== PROVIDED DATA

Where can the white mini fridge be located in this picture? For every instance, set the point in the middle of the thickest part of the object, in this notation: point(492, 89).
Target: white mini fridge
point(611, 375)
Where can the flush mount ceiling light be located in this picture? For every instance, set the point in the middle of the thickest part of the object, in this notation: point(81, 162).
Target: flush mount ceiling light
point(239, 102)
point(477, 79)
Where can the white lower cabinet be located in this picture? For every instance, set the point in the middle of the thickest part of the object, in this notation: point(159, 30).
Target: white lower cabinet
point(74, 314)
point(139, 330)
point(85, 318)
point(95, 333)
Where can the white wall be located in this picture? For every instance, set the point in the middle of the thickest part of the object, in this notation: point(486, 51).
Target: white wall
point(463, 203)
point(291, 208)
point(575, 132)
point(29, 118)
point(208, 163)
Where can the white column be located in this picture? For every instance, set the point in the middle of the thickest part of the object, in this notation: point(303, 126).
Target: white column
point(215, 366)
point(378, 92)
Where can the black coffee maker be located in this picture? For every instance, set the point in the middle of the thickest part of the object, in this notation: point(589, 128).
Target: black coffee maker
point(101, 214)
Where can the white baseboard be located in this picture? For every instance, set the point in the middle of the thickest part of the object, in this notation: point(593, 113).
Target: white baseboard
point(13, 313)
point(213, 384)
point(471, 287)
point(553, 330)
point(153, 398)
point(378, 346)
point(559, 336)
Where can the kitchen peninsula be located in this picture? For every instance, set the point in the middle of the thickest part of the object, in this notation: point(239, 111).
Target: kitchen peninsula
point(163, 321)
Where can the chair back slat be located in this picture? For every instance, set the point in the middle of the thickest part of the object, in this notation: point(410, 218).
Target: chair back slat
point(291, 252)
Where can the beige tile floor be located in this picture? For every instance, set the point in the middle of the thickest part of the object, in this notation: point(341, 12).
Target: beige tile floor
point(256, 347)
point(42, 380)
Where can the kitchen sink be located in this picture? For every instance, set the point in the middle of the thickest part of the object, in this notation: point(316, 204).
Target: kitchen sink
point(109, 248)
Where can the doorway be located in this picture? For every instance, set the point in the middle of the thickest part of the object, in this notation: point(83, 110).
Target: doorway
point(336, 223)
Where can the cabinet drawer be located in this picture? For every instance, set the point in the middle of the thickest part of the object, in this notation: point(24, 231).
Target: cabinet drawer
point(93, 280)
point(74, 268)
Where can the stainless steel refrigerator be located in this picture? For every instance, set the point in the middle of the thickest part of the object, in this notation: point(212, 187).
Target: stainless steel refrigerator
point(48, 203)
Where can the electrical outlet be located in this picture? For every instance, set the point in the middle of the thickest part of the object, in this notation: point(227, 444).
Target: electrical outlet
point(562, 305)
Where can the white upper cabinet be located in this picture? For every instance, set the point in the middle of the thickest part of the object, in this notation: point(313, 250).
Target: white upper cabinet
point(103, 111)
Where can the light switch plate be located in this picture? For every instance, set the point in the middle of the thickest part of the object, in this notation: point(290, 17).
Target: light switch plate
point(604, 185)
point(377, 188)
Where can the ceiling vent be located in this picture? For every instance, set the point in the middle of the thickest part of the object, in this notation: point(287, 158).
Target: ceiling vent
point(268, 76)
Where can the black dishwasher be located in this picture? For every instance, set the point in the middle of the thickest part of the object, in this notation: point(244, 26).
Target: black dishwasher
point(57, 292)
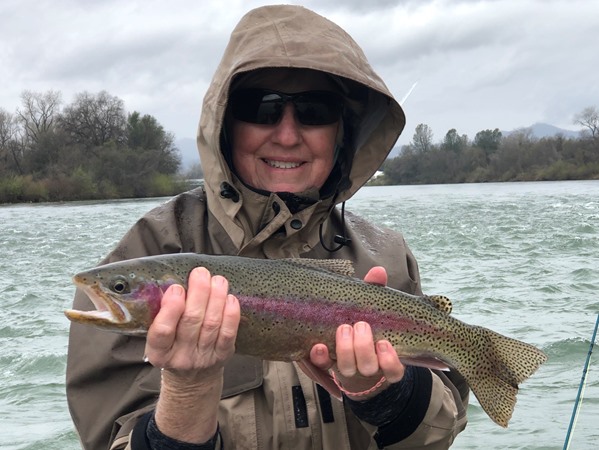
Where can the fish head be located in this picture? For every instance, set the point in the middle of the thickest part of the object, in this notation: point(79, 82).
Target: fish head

====

**WORK INSTRUCTION**
Give the number, and nothing else, of lines in the listing above that include the word "head".

**OUTPUT BELOW**
2